--- TEXTE ---
╔══
Mentionner « d’autres personnes » était une erreur de ma part – ou, disons, une ouverture sans doute imprudente : En effet, comme le rappelle le Dr P.  De Grandi, ex-directeur médical du CHUV, dans un courrier au Bulletin des médecins suisses (BMS 2021;102(50):1687) : « Le Tribunal fédéral a d’ailleurs affirmé que l’obtention du pentobarbital nécessite dans tous les cas une ordonnance médicale (ATF 133 I 58). C’est pourquoi l’assistance au suicide est essentiellement un acte médical.»


[1]    Si vous les connaissez vous pouvez sans autre sauter au titre suivant.

[2]    LPTh, voir https://www.fedlex.admin.ch/eli/cc/2001/422/fr

[3]    LStup, voir https://www.fedlex.admin.ch/eli/cc/1952/241_241_245/fr

[4]    On pourra consulter ici les échos donnés par la RTS (radio et TV) : https://www.rts.ch/info/suisse/12706935-geneve-doit-rejuger-le-medecin-dexit-pierre-beck-tranche-le-tribunal-federal.html

One thought on “Mourir quand on veut – et aidé à le faire ?

  1. Merci Philippe, pour cet article instructif et nuancé.

    Un souvenir d’enfance me revient: le père de la famille voisine s’était donné la mort, pour éviter de devoir assumer les conséquences de malversations financières dont on avait découvert qu’il était l’auteur. Famille catholique, funérailles dans l’église du quartier. A l’enfant que j’étais, on expliqua que le cercueil aurait dû rester sur le parvis, devant l’église où se déroulaient les funérailles: c’était alors la règle pour les suicidés… et les divorcés. Mais qu’en l’occurrence le curé avait dérogé à la consigne, épargnant cette honte à la famille, parce que de son vivant, le défunt s’était montré fort généreux avec sa paroisse. J’en suis resté longtemps perplexe, de savoir qu’une religion croyait devoir ainsi stigmatiser la famille d’un suicidé, et simultanément que s’en prémunir pouvait se monnayer!

    Bien d’accord avec toi, Philippe: la liberté de se donner la mort est un droit inaliénable; dès lors, assister qui fait ce choix, mais n’est pas en mesure d’y parvenir seul dans des conditions humainement acceptables, est non seulement louable, mais peut même être perçu comme un devoir. De quelque nature qu’elles soient, les souffrances extrêmes sont intolérables, et les laisser perdurer serait d’une violence inacceptable. Et au fond, qui d’autre que le patient lui-même peut-il affirmer qu’une souffrance est «supportable», ou «insupportable»?
╚══
--- TRAVAIL DEMANDÉ ---
1. Répondez brièvement à ces questions sur le texte consacré à l'assistance au suicide :
(a) Selon le Tribunal fédéral cité par le Dr P. De Grandi, qu'est-ce que l'obtention du pentobarbital nécessite dans tous les cas ?
(b) Quel média la note [4] indique-t-elle pour consulter les échos ?
(c) Dans le commentaire, pour quelle raison le curé avait-il dérogé à la consigne ?
2. Poursuivez le texte sur l'assistance au suicide après sa dernière phrase, dans le même ton.
Les enregistrements ne jouent ici aucun rôle.

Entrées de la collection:
╔══
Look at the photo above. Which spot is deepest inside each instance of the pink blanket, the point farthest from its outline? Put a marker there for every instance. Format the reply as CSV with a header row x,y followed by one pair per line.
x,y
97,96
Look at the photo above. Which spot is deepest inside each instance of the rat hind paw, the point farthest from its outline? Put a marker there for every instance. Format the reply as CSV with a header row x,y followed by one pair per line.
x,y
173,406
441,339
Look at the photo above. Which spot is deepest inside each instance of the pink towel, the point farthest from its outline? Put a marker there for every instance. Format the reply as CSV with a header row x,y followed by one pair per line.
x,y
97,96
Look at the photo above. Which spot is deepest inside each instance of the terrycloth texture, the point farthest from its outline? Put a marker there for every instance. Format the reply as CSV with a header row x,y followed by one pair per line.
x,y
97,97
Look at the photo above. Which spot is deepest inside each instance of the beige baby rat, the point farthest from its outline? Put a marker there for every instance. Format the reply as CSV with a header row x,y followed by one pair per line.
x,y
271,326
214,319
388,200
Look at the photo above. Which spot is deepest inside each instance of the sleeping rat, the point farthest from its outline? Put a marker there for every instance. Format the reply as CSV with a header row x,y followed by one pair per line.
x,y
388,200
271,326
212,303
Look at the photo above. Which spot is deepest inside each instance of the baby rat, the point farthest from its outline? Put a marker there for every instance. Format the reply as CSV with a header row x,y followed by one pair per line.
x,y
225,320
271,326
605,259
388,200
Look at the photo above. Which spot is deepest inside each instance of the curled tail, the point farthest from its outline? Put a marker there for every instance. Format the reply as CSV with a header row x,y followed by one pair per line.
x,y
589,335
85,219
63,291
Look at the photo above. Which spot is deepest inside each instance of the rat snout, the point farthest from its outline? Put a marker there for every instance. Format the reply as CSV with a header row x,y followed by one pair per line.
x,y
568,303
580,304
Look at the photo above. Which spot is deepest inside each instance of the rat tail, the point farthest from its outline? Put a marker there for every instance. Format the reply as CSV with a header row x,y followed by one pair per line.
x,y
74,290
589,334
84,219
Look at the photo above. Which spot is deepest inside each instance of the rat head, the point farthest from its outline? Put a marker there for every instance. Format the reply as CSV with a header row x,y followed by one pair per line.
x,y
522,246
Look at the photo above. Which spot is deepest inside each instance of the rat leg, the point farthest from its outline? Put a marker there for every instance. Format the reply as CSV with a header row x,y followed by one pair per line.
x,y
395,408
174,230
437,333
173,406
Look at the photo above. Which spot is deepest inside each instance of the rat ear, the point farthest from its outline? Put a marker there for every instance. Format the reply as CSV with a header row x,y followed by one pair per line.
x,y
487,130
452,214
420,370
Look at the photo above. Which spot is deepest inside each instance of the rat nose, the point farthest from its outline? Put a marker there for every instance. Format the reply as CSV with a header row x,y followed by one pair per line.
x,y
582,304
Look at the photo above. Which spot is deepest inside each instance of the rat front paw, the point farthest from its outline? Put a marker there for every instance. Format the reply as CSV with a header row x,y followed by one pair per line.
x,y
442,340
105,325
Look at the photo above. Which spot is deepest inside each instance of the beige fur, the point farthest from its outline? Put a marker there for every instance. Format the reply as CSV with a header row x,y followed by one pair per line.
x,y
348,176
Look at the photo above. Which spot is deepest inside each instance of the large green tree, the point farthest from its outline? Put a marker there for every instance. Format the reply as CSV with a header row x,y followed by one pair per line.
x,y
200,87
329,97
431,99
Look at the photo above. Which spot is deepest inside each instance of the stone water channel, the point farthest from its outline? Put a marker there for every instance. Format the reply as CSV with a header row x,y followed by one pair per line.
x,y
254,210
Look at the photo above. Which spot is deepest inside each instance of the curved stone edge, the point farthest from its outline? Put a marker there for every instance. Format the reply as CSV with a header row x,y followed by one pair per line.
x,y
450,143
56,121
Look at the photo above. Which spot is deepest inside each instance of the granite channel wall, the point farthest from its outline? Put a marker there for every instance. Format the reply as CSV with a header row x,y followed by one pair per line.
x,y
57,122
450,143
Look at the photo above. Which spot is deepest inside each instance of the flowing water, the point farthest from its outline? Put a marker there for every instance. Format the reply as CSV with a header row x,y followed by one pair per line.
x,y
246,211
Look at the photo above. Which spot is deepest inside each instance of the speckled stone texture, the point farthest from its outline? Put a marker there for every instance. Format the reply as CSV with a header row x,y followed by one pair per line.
╚══
--- RÉPONSES PAR NUMÉRO ---
1.
(a) Une ordonnance médicale.
(b) La RTS (radio et TV).
(c) Parce que, de son vivant, le défunt s'était montré fort généreux avec sa paroisse.

2.
    Quant à l’ambiguïté, à la polysémie du mot «suicide», là aussi bien d’accord: notre vocabulaire est bien pauvre en la matière, pour distinguer la pulsion passagère, le choix philosophique ou politique, ou encore la volonté éclairée de mettre un terme à des souffrances que les soins palliatifs ne parviennent pas à juguler. La grande difficulté réside dans l’analyse de chaque cas particulier: le choix est-il libre, conscient, durable, «justifiable», «objectivable»? Ou résulte-t-il d’un état de crise temporaire, d’une pathologie susceptible d’être soulagée autrement que par la mort? Par ailleurs, hormis les cas d’intenses souffrances physiques ou psychiques, chroniques et médicalement attestées, comment traiter les situations relevant de l’interdépendance au sein d’un couple?

    Un couple de retraités que je connaissais bien a fait le choix d’un départ conjoint, récemment, en Suisse romande. Atteint physiquement, le mari dépendait fortement de sa femme pour la vie quotidienne en appartement. Atteinte psychiquement, l’épouse ne pouvait quant à elle plus fonctionner sans la présence constante et les indications de son mari. Lorsque l’un des deux devait faire un bref séjour hospitalier, l’autre devait donc toujours être hospitalisé en même temps. Avec le précieux appui d’Exit, en présence aussi de leur médecin personnel, et de l’ami notaire en qui ils plaçaient leur confiance, ils sont partis ensemble, dans leur lit conjugal, sereins, entourés de leurs plus proches. Leur refuser cette aide, pour un départ dans de bonnes conditions, aurait été d’une infinie cruauté.

    Puissent les autorités judiciaires s’inspirer de ce genre de situations, pour accorder leur confiance aux individus et aux médecins compétents, aptes à vérifier que le choix du «suicide» est un choix éclairé. Assister qui a choisi librement de mettre un terme aux souffrances que lui impose son existence est preuve d’empathie, de bienveillance, d’humanité, de solidarité et de respect d’autrui. C’est un acte pétri de non-violence!